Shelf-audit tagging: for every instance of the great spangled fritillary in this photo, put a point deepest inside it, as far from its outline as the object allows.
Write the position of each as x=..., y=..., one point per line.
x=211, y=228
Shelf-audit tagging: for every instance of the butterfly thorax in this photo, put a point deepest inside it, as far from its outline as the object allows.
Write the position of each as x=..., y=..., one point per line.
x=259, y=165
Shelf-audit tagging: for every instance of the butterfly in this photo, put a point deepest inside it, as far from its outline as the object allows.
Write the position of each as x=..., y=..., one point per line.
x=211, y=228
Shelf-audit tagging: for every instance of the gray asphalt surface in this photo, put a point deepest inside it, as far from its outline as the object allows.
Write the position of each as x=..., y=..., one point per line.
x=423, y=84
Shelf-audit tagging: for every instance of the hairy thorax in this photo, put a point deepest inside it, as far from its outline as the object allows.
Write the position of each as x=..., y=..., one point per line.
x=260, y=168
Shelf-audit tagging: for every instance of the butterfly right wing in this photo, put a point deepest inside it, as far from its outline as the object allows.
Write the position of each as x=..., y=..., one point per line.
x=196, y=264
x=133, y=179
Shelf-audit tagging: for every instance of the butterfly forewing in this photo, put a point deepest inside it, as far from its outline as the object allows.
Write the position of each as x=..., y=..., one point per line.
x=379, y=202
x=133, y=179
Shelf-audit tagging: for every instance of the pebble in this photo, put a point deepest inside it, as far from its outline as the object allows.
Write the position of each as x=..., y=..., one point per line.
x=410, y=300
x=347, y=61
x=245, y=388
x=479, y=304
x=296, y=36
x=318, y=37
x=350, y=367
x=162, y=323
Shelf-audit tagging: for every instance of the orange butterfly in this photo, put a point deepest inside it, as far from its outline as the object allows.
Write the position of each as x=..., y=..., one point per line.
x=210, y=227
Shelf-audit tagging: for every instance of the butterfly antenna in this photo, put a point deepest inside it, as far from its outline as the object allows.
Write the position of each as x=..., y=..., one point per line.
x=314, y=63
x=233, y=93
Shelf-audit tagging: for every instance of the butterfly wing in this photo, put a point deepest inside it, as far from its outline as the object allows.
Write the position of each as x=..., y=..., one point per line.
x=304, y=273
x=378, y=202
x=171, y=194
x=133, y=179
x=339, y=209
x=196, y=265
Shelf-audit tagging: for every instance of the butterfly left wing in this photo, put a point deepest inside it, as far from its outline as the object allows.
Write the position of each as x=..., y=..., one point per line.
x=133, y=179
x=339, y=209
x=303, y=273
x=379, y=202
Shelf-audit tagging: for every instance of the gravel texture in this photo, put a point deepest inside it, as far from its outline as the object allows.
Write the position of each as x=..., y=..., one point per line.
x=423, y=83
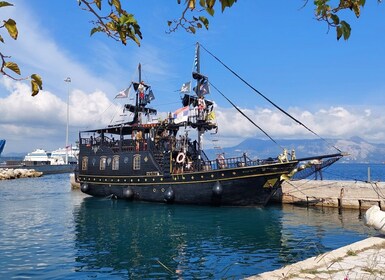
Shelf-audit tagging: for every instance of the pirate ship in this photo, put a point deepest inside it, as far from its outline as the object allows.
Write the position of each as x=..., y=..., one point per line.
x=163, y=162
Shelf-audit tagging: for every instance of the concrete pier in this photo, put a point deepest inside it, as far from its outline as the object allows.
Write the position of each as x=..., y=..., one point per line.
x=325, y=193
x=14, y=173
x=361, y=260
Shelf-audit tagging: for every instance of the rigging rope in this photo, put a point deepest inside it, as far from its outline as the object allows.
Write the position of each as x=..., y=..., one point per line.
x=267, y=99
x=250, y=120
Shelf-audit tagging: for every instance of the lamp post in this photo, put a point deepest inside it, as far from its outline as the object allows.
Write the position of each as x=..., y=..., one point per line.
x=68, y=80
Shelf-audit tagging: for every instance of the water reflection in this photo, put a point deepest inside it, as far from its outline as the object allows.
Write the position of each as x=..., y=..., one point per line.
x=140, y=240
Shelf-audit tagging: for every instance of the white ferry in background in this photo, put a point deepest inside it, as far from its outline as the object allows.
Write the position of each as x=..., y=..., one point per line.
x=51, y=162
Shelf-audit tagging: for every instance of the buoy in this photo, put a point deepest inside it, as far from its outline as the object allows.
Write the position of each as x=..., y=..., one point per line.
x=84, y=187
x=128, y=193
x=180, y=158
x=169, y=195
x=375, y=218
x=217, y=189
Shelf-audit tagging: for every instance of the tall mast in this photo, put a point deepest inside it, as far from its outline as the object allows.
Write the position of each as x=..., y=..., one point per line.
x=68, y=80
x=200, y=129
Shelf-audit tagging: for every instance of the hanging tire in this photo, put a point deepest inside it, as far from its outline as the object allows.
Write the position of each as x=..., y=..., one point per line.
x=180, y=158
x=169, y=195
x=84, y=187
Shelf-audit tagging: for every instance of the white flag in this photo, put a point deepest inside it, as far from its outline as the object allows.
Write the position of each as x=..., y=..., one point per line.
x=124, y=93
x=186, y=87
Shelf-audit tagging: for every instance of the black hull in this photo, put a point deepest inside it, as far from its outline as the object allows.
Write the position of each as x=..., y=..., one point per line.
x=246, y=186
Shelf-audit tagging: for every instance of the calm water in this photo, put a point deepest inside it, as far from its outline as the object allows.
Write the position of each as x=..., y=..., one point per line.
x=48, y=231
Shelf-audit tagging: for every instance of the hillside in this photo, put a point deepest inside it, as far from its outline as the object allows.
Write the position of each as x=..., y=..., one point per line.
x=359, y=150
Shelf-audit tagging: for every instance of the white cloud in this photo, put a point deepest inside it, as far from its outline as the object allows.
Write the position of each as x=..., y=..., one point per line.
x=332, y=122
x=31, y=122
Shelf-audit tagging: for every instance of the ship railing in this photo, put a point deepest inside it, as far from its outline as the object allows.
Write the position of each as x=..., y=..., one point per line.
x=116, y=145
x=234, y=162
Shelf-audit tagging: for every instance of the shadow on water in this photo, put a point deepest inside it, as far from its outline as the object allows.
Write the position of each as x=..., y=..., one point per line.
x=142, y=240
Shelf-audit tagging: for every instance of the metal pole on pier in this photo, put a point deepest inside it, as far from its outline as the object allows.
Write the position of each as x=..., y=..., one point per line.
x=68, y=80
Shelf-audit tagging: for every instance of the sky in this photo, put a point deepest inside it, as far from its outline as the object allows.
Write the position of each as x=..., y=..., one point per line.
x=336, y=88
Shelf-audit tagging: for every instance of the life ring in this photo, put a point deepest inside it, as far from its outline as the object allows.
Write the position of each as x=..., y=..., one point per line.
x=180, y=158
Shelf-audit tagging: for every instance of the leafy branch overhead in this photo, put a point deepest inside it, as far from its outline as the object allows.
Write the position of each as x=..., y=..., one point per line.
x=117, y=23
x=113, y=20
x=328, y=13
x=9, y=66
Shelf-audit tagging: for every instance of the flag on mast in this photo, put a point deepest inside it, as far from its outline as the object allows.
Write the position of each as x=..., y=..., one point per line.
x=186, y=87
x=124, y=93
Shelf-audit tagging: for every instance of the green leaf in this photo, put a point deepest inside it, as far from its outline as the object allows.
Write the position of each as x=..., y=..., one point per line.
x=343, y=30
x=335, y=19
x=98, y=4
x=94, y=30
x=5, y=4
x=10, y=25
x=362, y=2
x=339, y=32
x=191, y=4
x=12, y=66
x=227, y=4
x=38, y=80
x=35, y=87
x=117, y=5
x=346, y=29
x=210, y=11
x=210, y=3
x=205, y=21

...

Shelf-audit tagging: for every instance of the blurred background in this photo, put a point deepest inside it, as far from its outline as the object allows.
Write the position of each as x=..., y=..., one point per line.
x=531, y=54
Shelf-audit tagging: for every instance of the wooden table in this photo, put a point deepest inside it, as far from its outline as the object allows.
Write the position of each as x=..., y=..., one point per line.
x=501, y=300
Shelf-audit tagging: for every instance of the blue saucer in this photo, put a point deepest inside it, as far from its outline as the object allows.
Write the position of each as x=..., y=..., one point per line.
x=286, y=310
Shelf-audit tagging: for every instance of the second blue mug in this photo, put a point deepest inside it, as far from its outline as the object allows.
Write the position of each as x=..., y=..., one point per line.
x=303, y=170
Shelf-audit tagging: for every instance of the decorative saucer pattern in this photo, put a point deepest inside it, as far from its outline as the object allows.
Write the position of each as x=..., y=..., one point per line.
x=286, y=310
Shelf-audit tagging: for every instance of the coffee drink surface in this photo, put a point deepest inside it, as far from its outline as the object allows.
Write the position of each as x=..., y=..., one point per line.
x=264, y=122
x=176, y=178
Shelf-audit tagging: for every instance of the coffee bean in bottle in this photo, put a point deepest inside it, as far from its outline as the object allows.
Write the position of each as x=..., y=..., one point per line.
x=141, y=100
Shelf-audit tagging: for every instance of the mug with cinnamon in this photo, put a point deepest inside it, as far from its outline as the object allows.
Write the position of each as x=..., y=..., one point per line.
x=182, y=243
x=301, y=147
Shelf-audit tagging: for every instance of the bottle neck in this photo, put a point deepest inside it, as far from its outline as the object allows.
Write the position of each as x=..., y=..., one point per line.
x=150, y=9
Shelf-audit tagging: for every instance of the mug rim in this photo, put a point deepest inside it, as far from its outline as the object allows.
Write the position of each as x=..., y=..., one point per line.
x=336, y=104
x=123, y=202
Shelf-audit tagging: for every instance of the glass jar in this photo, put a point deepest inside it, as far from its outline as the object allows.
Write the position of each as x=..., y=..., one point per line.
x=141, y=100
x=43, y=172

**Instructions to follow:**
Lines wanted from the listing above: the line with "Shelf-audit tagging: for every instance of the great" up to and including the line with "Shelf-audit tagging: for every instance of the gray". Please write them out exactly, adding nothing else.

**Output below:**
Shelf-audit tagging: for every instance of the great spangled fritillary in this photo, put a point deepest inside it, as far from its outline as the object allows.
Write the position of each as x=..., y=..., one point per line.
x=211, y=228
Shelf-audit tagging: for every instance of the butterfly thorax in this photo, put a point deepest inside it, as far from its outline as the object allows.
Write the position of each as x=..., y=..., one point per line.
x=259, y=165
Shelf-audit tagging: for every instance of the butterfly in this photo, put a point deepest inside it, as far from its outline as the object allows.
Write the position of each as x=..., y=..., one point per line.
x=211, y=228
Shelf-audit tagging: for every instance of the gray asphalt surface in this photo, put a point deepest inside it, as far from its outline as the object allows.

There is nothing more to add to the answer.